• **Description of the task**
Using the material below, return exactly the lines between the one holding "Each <instance> block" and the one holding "positive clicks: (478, 126)", inclusive, and no others.

• **Material for the task**
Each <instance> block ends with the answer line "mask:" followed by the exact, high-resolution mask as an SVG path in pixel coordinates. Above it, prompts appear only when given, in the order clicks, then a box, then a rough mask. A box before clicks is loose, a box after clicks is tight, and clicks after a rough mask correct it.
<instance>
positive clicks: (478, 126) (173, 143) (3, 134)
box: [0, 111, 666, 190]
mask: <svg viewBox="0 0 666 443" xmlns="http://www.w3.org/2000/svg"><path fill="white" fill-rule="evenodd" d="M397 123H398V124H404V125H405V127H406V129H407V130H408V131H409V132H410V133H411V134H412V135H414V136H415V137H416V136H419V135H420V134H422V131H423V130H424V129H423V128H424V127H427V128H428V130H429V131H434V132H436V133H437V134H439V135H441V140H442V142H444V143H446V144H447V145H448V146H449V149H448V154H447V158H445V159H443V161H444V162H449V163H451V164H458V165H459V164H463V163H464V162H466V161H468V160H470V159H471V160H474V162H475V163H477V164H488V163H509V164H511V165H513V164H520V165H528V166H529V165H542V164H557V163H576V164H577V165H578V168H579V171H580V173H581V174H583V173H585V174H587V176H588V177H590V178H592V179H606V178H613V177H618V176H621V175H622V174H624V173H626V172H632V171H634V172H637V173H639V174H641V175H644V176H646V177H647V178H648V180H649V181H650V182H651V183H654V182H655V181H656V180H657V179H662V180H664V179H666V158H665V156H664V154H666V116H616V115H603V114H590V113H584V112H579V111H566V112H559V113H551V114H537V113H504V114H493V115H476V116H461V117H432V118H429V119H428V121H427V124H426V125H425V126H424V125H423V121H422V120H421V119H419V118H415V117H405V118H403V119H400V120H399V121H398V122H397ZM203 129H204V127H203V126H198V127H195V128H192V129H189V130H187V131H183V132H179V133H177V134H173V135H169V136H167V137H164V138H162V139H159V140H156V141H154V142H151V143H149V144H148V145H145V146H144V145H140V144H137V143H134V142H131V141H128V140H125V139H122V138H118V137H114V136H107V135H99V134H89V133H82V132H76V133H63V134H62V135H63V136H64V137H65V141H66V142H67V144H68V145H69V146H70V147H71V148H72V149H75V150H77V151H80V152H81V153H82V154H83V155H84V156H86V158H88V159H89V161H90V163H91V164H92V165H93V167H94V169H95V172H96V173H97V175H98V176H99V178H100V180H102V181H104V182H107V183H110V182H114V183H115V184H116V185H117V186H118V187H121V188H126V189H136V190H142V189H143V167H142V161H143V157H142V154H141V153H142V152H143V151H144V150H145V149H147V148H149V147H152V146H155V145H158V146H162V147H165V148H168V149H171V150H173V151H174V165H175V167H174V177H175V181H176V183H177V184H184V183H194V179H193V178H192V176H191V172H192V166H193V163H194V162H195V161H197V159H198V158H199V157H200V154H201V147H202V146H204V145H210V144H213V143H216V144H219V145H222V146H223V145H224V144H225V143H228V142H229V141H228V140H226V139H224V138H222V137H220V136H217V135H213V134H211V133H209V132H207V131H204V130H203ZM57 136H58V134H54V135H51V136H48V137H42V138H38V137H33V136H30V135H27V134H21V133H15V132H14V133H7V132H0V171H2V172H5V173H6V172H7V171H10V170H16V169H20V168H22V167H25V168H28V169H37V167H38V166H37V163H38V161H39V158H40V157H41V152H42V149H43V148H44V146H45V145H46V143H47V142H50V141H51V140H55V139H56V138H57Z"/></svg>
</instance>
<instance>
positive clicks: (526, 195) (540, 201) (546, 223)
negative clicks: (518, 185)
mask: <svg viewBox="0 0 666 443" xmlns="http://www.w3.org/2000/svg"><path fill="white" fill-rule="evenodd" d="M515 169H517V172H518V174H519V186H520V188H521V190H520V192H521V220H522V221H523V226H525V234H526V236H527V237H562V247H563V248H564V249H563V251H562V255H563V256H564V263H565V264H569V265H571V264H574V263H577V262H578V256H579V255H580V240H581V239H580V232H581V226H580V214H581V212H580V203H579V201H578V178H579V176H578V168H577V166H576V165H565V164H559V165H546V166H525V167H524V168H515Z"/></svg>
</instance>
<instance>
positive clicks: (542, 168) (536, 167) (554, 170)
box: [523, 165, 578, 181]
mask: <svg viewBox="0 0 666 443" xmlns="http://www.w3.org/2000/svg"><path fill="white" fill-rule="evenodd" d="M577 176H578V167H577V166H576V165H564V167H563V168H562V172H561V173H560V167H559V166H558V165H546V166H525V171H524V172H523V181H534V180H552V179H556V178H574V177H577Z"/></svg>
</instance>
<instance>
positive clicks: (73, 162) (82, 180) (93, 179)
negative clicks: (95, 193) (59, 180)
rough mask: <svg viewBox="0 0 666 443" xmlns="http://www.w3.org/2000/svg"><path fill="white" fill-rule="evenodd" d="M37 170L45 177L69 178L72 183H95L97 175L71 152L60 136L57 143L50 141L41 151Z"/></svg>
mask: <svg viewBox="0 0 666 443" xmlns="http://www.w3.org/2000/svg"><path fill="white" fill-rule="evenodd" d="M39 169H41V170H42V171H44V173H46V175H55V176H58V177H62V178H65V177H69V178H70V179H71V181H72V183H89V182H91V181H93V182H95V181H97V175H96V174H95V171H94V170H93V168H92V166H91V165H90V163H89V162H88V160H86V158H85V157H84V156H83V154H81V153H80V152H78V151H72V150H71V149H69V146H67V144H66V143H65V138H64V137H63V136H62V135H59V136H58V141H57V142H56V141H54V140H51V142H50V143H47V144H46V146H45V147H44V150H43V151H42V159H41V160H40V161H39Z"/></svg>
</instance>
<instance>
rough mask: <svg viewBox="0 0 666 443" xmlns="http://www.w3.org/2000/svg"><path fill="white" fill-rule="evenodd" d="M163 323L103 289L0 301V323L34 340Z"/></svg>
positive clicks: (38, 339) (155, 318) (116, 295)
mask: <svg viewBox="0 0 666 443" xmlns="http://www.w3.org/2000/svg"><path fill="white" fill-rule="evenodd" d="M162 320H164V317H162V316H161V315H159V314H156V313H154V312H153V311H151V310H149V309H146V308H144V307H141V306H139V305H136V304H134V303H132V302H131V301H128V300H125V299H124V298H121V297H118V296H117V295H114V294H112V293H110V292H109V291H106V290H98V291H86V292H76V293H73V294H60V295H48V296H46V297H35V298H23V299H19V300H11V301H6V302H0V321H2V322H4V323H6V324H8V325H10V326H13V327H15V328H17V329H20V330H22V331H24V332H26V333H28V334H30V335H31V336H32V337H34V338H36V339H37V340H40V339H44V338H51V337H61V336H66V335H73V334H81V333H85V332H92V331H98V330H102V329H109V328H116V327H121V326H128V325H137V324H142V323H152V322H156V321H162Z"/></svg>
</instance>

...

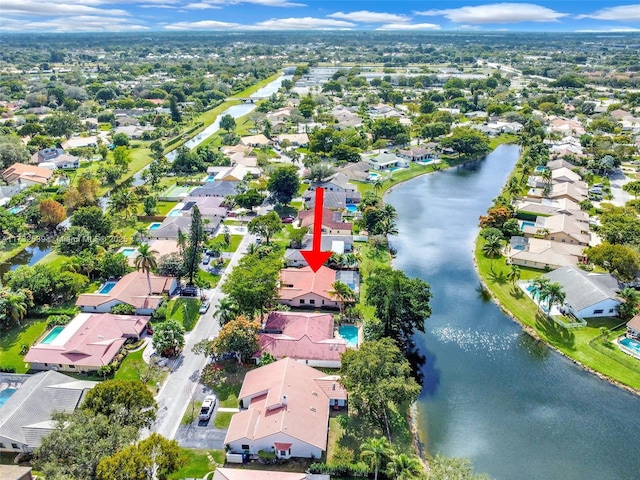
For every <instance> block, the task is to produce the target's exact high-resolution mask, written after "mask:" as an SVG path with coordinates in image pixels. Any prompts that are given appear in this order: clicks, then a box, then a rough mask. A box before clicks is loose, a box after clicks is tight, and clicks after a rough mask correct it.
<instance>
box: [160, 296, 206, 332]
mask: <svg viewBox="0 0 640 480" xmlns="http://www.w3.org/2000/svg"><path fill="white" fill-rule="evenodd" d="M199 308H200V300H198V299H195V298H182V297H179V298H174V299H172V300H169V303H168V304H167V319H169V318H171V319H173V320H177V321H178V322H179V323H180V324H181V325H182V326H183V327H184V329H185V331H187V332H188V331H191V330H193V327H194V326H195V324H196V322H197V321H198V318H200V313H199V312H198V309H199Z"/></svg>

...

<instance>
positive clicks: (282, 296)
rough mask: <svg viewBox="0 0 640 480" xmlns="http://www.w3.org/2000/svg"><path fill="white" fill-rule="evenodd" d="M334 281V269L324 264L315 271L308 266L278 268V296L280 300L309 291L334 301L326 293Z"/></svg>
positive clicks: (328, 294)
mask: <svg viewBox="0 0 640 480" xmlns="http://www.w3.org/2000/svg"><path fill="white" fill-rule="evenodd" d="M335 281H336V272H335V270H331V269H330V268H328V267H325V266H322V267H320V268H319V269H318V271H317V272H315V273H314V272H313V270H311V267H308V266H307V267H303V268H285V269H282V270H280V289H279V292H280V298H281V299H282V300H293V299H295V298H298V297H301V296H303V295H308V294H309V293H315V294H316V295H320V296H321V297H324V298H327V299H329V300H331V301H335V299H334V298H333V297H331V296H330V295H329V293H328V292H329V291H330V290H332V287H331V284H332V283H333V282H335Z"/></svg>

• **Solution to this task**
Each <instance> block ends with the answer line "mask:" followed by the exact, high-resolution mask as an SVG path in pixel coordinates. Above it, prompts appear only when given, in the order clicks, then a box, then a rough mask. A box before clicks is loose, a box after clicks is tight, and clicks after a rough mask correct it.
<instance>
positive clicks: (478, 126) (173, 143) (3, 134)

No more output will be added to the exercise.